== Excerpt to read ==

□ □ □ □

The Pro Bono Thinking Society

PBTS4: A Classic Consumer Conundrum

Status: Complete

REPORT (updated December 15th, 2011)

PBTS Project #4)
Title: A Classic Consumer Conundrum
Start Date: 10/20/11
Report Date: 12/16/11

I. Summary of the problem
Problem submitted by the public:

“I recently was informed about all the human rights abuses at the Classic factory in Jordan. Horrible rapes, working hours, wages and intimidation to name a few. I do like the products that come out of this factory and the workers need to have this (little) income to support their families in Sri Lanka. So, what does a concerned consumer do? Boycott seems to hurt works, but purchasing the clothing makes me feel like I just supported rape. Help!”

II. Initial research
We deliberated on this topic a bit longer than we originally planned. As the name suggests, this is a classic consumer conundrum. How do we justify purchasing products that we know were produced inhumanely? Is it even possible to live a modern life and avoid supporting unethical companies?

In the end, we decided to present a few different alternatives instead of one silver bullet. Each alternative will appeal to a different combination of commitment to the cause, scarce resources, and general intent.

III. Recommended solutions
1. Sea Change
Assuming a high level of commitment to the cause, we suggest a complete sea change in your overall approach to purchasing clothing. Purchasing clothing entirely from ethical producers is going to be unfortunately difficult. The nature of our global marketplace means that many products you use every day were produced in a way that might be unsettling. Our sea change suggestion promotes a much more local and sustainable approach to clothes buying, recommending small independent producers and thrift stores as your first choices for clothing. If you must purchase from larger multinational producers, we suggest arming yourself with free information and ratings available online and choosing companies that have a track record consistent with your own values.

1a. Buy from small local producers with ethical sources
Small, local, independent businesses are less likely to engage in and support labor conditions like those found in the Classic factory in Jordan. By purchasing from local companies, your money is more likely to remain in your community and you will be supporting an alternative to multinational corporations that are more likely exploit workers.

□ □ □ □

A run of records
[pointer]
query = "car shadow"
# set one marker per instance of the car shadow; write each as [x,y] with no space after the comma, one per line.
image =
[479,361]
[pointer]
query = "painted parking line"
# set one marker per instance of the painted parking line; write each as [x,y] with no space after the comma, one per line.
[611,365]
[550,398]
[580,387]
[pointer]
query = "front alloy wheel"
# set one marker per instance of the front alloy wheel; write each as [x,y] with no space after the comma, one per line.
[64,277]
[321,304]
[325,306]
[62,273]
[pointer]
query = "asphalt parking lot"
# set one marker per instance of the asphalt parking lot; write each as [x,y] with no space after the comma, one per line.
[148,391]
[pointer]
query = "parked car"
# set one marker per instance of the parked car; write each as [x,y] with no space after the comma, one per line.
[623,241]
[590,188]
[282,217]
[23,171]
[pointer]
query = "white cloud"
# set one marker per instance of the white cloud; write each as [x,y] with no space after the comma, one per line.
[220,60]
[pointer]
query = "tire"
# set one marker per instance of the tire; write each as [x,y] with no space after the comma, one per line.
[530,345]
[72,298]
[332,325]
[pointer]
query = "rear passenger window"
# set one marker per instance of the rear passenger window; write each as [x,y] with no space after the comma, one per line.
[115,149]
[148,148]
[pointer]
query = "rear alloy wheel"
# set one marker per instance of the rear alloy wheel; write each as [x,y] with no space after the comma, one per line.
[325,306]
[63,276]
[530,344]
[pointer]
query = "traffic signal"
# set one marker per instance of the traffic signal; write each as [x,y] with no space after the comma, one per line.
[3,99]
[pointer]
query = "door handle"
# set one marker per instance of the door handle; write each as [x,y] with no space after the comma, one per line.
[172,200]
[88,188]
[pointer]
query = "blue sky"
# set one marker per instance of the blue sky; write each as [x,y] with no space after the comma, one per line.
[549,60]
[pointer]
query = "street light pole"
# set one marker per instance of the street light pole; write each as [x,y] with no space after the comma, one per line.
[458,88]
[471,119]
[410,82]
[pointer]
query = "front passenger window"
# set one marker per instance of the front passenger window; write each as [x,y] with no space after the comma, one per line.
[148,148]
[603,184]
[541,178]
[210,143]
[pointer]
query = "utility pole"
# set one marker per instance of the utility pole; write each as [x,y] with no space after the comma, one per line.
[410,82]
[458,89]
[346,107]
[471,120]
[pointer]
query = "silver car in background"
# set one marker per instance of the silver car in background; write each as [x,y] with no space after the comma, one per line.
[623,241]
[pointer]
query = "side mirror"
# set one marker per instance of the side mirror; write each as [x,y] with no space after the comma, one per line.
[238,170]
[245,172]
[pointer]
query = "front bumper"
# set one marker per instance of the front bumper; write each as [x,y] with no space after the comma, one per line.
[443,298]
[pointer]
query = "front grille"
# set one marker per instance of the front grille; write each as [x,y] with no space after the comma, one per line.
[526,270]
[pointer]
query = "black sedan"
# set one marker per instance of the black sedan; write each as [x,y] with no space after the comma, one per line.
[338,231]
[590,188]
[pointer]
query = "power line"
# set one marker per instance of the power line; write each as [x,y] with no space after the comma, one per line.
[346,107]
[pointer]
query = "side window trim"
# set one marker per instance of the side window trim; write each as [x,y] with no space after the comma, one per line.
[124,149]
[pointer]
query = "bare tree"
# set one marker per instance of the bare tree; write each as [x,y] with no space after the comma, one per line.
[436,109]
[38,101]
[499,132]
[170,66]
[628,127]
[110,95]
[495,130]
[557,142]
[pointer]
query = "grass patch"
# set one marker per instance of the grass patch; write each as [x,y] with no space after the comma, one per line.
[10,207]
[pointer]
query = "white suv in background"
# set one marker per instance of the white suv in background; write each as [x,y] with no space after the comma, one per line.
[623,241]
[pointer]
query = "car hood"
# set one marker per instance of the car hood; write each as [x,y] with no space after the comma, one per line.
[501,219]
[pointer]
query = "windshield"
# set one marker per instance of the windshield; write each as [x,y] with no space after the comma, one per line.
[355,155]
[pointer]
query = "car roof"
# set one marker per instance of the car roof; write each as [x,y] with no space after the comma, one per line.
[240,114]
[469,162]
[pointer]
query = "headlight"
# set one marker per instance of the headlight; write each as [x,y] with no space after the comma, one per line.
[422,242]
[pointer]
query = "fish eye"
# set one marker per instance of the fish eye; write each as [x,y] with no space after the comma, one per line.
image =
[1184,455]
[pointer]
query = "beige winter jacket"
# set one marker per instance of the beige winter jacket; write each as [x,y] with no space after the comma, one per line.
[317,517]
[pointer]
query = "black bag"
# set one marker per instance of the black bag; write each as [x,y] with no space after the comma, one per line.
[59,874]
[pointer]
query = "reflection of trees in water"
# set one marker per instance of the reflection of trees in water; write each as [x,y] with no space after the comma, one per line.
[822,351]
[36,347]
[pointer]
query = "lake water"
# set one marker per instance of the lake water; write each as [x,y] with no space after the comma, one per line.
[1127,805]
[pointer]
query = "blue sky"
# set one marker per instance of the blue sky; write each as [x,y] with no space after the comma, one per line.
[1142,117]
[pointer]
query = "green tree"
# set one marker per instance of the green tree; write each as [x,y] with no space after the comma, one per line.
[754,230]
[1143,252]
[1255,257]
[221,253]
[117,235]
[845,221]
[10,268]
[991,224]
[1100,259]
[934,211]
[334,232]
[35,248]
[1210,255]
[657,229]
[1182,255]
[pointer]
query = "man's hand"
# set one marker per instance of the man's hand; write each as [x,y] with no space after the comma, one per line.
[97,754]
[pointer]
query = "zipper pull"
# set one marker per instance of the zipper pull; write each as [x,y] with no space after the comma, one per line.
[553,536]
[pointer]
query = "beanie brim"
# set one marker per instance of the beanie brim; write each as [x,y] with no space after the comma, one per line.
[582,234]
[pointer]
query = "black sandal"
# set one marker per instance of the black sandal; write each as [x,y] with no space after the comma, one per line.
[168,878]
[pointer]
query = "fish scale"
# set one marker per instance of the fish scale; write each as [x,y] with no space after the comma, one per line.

□ □ □ □

== Requirement ==
Copy out the full Pro Bono Thinking Society report from above, word for word.

== Response below ==
The Pro Bono Thinking Society

PBTS4: A Classic Consumer Conundrum

Status: Complete

REPORT (updated December 15th, 2011)

PBTS Project #4)
Title: A Classic Consumer Conundrum
Start Date: 10/20/11
Report Date: 12/16/11

I. Summary of the problem
Problem submitted by the public:

“I recently was informed about all the human rights abuses at the Classic factory in Jordan. Horrible rapes, working hours, wages and intimidation to name a few. I do like the products that come out of this factory and the workers need to have this (little) income to support their families in Sri Lanka. So, what does a concerned consumer do? Boycott seems to hurt works, but purchasing the clothing makes me feel like I just supported rape. Help!”

II. Initial research
We deliberated on this topic a bit longer than we originally planned. As the name suggests, this is a classic consumer conundrum. How do we justify purchasing products that we know were produced inhumanely? Is it even possible to live a modern life and avoid supporting unethical companies?

In the end, we decided to present a few different alternatives instead of one silver bullet. Each alternative will appeal to a different combination of commitment to the cause, scarce resources, and general intent.

III. Recommended solutions
1. Sea Change
Assuming a high level of commitment to the cause, we suggest a complete sea change in your overall approach to purchasing clothing. Purchasing clothing entirely from ethical producers is going to be unfortunately difficult. The nature of our global marketplace means that many products you use every day were produced in a way that might be unsettling. Our sea change suggestion promotes a much more local and sustainable approach to clothes buying, recommending small independent producers and thrift stores as your first choices for clothing. If you must purchase from larger multinational producers, we suggest arming yourself with free information and ratings available online and choosing companies that have a track record consistent with your own values.

1a. Buy from small local producers with ethical sources
Small, local, independent businesses are less likely to engage in and support labor conditions like those found in the Classic factory in Jordan. By purchasing from local companies, your money is more likely to remain in your community and you will be supporting an alternative to multinational corporations that are more likely exploit workers.